_Brief_
In the records below, find the line with "Target: earlobe" and the line with "Target: brown background"; return exactly those lines and every line between them.

○ ○ ○

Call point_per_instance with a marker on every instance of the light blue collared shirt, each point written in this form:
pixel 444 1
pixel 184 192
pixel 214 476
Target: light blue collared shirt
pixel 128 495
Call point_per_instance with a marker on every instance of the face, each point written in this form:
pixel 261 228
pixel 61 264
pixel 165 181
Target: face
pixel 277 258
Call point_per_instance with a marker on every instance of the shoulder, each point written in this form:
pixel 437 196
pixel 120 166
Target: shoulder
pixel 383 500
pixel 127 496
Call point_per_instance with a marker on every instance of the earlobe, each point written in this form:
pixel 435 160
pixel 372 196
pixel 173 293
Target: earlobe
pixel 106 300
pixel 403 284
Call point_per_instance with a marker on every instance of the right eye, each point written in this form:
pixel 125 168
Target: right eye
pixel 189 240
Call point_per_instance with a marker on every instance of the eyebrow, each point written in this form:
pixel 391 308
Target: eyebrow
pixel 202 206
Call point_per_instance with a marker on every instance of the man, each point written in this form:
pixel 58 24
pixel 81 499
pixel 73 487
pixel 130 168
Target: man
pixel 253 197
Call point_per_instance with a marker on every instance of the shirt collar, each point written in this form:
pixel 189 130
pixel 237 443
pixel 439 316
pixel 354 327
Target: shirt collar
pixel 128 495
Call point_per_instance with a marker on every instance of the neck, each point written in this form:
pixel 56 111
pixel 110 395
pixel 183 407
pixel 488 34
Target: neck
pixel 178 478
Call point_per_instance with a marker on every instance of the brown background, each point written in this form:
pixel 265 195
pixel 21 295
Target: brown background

○ ○ ○

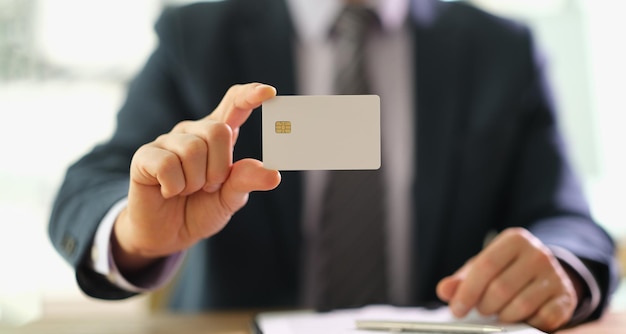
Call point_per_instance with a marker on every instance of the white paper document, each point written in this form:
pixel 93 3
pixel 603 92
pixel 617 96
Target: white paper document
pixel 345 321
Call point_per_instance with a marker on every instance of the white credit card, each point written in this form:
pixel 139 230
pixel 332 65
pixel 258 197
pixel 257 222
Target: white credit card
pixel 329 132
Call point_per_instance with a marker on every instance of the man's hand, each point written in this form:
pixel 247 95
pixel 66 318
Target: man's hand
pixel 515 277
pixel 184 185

○ ○ ○

_Exercise solution_
Target: earlobe
pixel 106 300
pixel 403 284
Call point_per_instance with a marker on every instance of the right eye, each point written in this form:
pixel 125 168
Target: right eye
pixel 189 240
Call point_per_instance with a marker on every instance of the eyebrow, each point written in this form:
pixel 391 308
Target: eyebrow
pixel 202 206
Call point_per_instance with a marker on every instance of the man, each point written in this form:
pixel 58 24
pixel 81 499
pixel 73 487
pixel 130 168
Target: man
pixel 253 197
Call point_per_instance with a marker on every instance of the shirt collar, each point written in this form:
pixel 189 130
pixel 237 443
pixel 439 316
pixel 354 327
Target: shirt collar
pixel 128 495
Call point_per_instance with a marker on every instance of the neck, each point written in this form:
pixel 56 111
pixel 110 395
pixel 183 407
pixel 488 34
Target: neck
pixel 178 478
Call point_per_instance with a marker on every instance of the brown background, each point written in this form:
pixel 265 195
pixel 21 295
Target: brown background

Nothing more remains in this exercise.